==== Page text ====

3.9. Targeted Mfn2 overexpression in the hippocampal DG reversed the adult synaptic plasticity dysfunction induced by neonatal repeated ketamine anesthesia
Synaptic plasticity in the hippocampal DG was investigated by Golgi-Cox staining at 24 h after the MWM test. The representative morphology of neurons in the four groups is shown in Fig. 10A, and the camera tracings are presented in Fig. 10B. The Sholl analysis showed that compared with that in the LV-VEH + Ket group, the total number of dendritic intersections at 110-190 μm from the soma in the hippocampal DG was significantly increased in the rats in the LV-Mfn2 + Ket group (P < 0.01, Fig. 10D), and Mfn2 overexpression before ketamine anesthesia significantly increased the total dendritic length (1204 ± 61.0 μm vs. 825 ± 16.6 μm; P < 0.01, Fig. 10E). Additionally, the number of spines/10 μm in the LV-Mfn2 + Ket group was significantly increased compared to that in the LV-VEH + Ket group (10.72 ± 0.31 vs. 6.95 ± 0.22; P < 0.01, Fig. 10C and F).
Fig. 10G presents typical transmission electron microscopy images of the four groups. Compared with the rats in the LV-VEH + Ket group, those with Mfn2 overexpression treatment ketamine anesthesia in the LV-Mfn2 + Ket group showed an increased length of the synaptic active zone (334.9 ± 20.97 nm vs. 248.7 ± 8.84 nm; P < 0.01, Fig. 10H) and the PSD thickness (54.1 ± 1.51 nm vs. 35.7 ± 1.70 nm; P < 0.01, Fig. 10I). However, the width of the synaptic cleft was decreased in the LV-Mfn2 + Ket group compared with the LV-VEH + Ket group (18.5 ± 0.73 nm vs. 21.4 ± 0.56 nm; P < 0.05, Fig. 10J).

==== Information supplied ====

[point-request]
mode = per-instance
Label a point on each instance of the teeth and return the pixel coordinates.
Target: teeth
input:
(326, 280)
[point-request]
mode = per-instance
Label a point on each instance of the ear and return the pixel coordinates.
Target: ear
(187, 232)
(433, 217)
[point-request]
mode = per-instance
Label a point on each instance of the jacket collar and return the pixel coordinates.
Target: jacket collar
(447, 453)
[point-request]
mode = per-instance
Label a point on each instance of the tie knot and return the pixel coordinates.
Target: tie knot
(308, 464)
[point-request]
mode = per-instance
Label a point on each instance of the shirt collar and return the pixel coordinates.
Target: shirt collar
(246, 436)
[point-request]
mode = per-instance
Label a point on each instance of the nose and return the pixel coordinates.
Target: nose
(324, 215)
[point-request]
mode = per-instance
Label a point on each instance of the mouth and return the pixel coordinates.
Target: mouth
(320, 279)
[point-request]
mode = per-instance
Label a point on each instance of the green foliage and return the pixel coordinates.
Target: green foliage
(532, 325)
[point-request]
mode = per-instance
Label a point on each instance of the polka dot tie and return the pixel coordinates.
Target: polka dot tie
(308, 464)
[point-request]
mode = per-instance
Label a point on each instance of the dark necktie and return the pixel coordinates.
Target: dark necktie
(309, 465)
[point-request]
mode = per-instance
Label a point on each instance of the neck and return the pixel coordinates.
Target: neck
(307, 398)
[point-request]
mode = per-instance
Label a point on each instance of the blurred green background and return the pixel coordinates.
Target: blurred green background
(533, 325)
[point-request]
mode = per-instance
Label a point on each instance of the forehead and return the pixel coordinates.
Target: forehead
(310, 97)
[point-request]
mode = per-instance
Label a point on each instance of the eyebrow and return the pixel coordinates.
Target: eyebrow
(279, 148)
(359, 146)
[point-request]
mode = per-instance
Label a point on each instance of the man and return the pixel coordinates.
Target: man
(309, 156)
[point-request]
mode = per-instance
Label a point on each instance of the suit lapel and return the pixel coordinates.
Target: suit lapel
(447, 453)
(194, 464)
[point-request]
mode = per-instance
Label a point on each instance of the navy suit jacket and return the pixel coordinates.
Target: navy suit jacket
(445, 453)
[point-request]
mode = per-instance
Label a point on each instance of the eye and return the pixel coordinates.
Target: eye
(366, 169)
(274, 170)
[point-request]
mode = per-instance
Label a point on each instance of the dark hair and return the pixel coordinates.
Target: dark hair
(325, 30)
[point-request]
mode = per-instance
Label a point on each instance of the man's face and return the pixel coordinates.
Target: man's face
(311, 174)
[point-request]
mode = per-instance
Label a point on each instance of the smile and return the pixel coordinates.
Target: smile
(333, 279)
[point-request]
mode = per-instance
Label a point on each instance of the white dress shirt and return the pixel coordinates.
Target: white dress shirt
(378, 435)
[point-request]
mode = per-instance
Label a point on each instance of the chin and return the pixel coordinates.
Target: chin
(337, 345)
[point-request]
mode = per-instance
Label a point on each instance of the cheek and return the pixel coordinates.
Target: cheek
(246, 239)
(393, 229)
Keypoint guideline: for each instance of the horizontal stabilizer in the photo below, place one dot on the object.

====

▶ **Task to complete**
Copy out the full section on Mfn2 overexpression and hippocampal synaptic plasticity word for word.

▶ **Task answer**
3.9. Targeted Mfn2 overexpression in the hippocampal DG reversed the adult synaptic plasticity dysfunction induced by neonatal repeated ketamine anesthesia
Synaptic plasticity in the hippocampal DG was investigated by Golgi-Cox staining at 24 h after the MWM test. The representative morphology of neurons in the four groups is shown in Fig. 10A, and the camera tracings are presented in Fig. 10B. The Sholl analysis showed that compared with that in the LV-VEH + Ket group, the total number of dendritic intersections at 110-190 μm from the soma in the hippocampal DG was significantly increased in the rats in the LV-Mfn2 + Ket group (P < 0.01, Fig. 10D), and Mfn2 overexpression before ketamine anesthesia significantly increased the total dendritic length (1204 ± 61.0 μm vs. 825 ± 16.6 μm; P < 0.01, Fig. 10E). Additionally, the number of spines/10 μm in the LV-Mfn2 + Ket group was significantly increased compared to that in the LV-VEH + Ket group (10.72 ± 0.31 vs. 6.95 ± 0.22; P < 0.01, Fig. 10C and F).
Fig. 10G presents typical transmission electron microscopy images of the four groups. Compared with the rats in the LV-VEH + Ket group, those with Mfn2 overexpression treatment ketamine anesthesia in the LV-Mfn2 + Ket group showed an increased length of the synaptic active zone (334.9 ± 20.97 nm vs. 248.7 ± 8.84 nm; P < 0.01, Fig. 10H) and the PSD thickness (54.1 ± 1.51 nm vs. 35.7 ± 1.70 nm; P < 0.01, Fig. 10I). However, the width of the synaptic cleft was decreased in the LV-Mfn2 + Ket group compared with the LV-VEH + Ket group (18.5 ± 0.73 nm vs. 21.4 ± 0.56 nm; P < 0.05, Fig. 10J).